_Trecho fornecido_
»»

Breves considerações sobre o Provimento n.º 107 do CNJ

Vitor Frederico Kümpel e Natália Sóller

 

O recentíssimo Provimento n.º 107 do CNJ, do dia 24 de junho de 2020, determinou em seu art. 1º a proibição da cobrança “de qualquer valor do consumidor final relativamente aos serviços prestados pelas centrais registrais e notariais, de todo o território nacional, ainda que travestidas da denominação de contribuições ou taxas, sem a devida previsão legal”.

Em melhores termos, está vedada a cobrança de emolumentos da população pela utilização das centrais eletrônicas da atividade notarial e registral enquanto inexistir previsão legal.

Inicialmente, destaca-se que não há um problema no Provimento em si. A referida norma se originou do Pedido de Providência n.º 3703-65.2020.2.00.0000, respeitando, portanto, o procedimento necessário à sua criação, e o disposto no art. 1º nada mais fez do que exteriorizar o princípio da legalidade.

Contudo, não se trata, aqui, de um simples respeito ao procedimento e ao princípio, mas sim de uma questão de bom senso, baseada na correspectividade.

Kelsen já explicava em sua obra “Teoria Pura do Direito” que direitos e obrigações caminham juntos, ou seja, sempre que se estabelecer um direito a um indivíduo, consequentemente será estabelecida uma obrigação correspectiva. É impossível desvinculá-los, na medida em que, dentro de uma sociedade, o direito de um indivíduo é o dever de outro e vice-versa[1]. Assim, a correspectividade significa que, toda vez que se atribui um direito a alguém, automaticamente se lhe imputa uma obrigação.

Aplicando-se a teoria de Kelsen à disposição do Provimento n.º 107 do CNJ, pode-se dizer que o direito dos cidadãos de ter concretizada a publicidade com o acesso fácil às informações das serventias notariais e registrais é o dever do Estado de fornecer as centrais eletrônicas para a prestação desse serviço. Em contrapartida, não seria o dever do cidadão de pagar uma taxa para ajudar a custear essas plataformas?

««

Devolva, sem qualquer alteração, a parte do texto sobre o Provimento n.º 107 do CNJ que começa em "Contudo, não se" e termina em "imputa uma obrigação.".

_Dados apresentados_

»»

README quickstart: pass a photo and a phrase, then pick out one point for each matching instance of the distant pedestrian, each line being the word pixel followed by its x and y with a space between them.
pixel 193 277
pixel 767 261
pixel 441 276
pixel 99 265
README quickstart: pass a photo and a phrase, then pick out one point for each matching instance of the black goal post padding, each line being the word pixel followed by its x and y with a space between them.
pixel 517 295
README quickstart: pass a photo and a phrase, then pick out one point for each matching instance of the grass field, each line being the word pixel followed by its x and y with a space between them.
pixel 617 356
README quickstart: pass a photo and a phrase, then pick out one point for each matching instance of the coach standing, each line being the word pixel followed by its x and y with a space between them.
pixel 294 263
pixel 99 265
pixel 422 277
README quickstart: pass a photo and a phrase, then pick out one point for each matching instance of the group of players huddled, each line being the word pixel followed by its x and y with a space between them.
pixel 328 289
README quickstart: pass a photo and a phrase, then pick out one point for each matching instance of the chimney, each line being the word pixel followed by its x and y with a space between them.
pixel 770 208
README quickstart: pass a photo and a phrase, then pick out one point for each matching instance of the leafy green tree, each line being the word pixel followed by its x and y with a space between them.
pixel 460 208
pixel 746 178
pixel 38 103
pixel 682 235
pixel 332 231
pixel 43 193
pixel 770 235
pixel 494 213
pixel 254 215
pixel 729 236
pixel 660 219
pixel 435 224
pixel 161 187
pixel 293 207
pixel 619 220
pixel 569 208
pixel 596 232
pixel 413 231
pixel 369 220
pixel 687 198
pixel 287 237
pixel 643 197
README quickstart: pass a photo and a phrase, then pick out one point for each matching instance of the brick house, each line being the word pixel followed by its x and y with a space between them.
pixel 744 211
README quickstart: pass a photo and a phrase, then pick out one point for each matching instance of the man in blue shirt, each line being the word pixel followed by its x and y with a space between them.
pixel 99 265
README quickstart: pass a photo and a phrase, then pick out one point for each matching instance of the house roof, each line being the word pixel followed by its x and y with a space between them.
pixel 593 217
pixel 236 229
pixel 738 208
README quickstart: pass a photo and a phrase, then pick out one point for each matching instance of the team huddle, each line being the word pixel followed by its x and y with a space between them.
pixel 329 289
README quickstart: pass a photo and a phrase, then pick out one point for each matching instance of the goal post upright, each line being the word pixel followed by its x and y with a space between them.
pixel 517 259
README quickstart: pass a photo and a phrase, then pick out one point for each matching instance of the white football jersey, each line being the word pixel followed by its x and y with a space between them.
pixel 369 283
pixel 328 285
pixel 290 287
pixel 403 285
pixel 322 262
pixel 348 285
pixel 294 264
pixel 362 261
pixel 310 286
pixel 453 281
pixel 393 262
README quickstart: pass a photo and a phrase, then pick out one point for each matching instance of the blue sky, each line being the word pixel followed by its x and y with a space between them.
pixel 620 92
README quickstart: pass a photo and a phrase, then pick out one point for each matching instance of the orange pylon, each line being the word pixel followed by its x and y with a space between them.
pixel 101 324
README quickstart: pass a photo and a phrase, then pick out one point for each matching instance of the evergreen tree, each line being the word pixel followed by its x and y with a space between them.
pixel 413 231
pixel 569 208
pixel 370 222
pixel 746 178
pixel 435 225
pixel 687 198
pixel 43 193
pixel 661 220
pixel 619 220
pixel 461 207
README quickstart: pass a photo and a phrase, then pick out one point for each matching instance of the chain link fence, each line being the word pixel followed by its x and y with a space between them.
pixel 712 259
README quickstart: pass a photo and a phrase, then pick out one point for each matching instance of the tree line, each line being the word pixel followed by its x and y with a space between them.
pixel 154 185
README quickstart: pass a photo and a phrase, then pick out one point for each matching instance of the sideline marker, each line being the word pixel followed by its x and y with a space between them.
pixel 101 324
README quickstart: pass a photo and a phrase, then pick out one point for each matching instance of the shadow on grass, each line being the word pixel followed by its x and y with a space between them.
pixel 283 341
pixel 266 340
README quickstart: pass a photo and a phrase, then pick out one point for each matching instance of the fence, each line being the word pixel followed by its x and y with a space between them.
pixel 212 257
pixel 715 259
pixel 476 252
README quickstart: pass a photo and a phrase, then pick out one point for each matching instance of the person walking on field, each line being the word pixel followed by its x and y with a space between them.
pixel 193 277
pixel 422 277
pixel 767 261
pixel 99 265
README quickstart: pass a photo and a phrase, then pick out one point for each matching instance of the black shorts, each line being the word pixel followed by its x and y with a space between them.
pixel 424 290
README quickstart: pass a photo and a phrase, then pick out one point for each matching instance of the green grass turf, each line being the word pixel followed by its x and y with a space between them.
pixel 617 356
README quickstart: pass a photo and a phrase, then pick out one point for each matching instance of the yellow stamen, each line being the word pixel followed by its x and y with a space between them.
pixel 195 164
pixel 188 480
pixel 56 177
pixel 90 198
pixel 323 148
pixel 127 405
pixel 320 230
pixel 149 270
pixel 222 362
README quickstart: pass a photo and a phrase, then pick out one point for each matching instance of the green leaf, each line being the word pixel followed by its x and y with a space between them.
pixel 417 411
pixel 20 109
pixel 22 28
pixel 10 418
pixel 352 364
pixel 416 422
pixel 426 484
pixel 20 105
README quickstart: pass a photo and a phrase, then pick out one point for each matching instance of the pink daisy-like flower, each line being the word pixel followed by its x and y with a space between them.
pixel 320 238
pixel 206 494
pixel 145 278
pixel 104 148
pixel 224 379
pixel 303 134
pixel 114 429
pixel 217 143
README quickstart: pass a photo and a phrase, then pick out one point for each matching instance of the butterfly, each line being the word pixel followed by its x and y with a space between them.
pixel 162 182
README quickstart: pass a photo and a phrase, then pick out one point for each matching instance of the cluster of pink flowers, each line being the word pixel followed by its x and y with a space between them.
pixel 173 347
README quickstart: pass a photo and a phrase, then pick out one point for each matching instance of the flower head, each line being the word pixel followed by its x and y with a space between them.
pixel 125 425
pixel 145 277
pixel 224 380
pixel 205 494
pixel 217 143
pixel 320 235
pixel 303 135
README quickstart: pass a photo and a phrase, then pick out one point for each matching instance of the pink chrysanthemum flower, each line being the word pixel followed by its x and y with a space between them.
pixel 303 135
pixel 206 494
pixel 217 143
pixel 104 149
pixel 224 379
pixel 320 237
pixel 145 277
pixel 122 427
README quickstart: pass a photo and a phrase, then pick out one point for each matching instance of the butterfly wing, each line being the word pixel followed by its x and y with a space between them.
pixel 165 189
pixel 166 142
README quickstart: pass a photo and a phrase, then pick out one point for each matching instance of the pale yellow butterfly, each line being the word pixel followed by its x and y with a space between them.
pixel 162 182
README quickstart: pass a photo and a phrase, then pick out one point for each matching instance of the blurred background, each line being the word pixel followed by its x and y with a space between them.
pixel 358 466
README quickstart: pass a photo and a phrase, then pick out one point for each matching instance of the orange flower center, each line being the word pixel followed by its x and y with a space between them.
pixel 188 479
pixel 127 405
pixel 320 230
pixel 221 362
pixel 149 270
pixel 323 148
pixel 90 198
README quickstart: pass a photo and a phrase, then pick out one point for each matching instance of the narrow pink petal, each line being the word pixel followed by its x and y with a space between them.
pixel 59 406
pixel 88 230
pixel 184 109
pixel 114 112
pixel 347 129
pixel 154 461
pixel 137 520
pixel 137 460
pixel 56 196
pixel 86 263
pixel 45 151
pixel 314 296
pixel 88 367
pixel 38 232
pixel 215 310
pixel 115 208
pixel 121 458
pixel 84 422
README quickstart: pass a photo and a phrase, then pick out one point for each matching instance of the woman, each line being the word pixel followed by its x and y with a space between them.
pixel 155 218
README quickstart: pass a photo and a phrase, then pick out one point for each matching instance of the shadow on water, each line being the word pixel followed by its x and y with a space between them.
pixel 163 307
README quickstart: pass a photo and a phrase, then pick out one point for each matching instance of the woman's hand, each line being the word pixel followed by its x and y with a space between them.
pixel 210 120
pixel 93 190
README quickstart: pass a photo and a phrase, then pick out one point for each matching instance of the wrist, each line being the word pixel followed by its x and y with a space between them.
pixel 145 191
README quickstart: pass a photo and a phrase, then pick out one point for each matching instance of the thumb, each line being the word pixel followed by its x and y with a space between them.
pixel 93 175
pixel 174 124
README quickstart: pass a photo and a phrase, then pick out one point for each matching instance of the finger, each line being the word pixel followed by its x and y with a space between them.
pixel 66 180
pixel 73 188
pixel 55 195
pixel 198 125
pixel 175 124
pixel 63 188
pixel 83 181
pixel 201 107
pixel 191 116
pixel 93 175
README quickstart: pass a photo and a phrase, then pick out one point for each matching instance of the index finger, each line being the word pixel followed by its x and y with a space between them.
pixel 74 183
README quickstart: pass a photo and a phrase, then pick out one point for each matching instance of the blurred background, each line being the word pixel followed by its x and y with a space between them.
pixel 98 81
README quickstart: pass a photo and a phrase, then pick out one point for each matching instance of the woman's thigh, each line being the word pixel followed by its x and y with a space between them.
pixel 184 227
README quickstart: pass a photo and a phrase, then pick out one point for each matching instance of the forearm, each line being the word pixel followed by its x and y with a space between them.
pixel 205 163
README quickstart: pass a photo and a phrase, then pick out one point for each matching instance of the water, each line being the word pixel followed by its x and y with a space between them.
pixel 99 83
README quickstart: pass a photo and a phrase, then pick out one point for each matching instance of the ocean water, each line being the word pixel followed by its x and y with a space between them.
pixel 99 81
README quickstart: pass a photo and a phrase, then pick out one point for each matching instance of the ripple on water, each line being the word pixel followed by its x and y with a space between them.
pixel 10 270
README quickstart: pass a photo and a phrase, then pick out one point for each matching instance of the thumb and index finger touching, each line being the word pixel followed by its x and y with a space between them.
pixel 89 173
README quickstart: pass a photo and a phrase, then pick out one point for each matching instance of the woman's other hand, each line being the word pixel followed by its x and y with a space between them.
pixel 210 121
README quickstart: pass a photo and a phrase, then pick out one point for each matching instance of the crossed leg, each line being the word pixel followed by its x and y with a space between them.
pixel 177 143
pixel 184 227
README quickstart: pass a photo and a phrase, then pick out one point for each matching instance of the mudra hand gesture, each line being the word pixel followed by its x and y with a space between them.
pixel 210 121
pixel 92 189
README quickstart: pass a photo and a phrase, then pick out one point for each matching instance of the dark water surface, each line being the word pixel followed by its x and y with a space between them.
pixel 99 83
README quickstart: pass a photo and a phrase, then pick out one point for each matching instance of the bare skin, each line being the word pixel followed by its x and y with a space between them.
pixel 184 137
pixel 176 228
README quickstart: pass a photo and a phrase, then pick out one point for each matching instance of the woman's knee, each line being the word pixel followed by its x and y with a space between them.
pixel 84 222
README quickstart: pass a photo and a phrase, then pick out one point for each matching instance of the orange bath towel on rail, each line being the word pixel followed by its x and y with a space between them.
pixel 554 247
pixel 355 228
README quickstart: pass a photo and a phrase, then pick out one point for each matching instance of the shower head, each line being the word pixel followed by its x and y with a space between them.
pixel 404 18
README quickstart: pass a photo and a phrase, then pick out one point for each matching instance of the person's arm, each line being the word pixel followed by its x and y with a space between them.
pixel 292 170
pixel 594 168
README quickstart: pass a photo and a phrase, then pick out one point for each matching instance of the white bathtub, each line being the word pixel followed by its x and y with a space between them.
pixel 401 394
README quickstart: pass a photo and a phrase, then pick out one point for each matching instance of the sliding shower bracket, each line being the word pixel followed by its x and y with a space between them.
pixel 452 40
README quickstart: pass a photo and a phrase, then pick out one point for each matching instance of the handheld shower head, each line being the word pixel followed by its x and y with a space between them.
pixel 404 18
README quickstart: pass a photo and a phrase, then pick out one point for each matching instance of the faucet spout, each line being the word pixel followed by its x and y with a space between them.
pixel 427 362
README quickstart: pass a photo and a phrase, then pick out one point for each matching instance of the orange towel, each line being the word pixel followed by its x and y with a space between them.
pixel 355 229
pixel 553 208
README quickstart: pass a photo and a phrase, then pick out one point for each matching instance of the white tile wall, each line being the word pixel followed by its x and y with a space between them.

««

_A resposta_
Contudo, não se trata, aqui, de um simples respeito ao procedimento e ao princípio, mas sim de uma questão de bom senso, baseada na correspectividade.

Kelsen já explicava em sua obra “Teoria Pura do Direito” que direitos e obrigações caminham juntos, ou seja, sempre que se estabelecer um direito a um indivíduo, consequentemente será estabelecida uma obrigação correspectiva. É impossível desvinculá-los, na medida em que, dentro de uma sociedade, o direito de um indivíduo é o dever de outro e vice-versa[1]. Assim, a correspectividade significa que, toda vez que se atribui um direito a alguém, automaticamente se lhe imputa uma obrigação.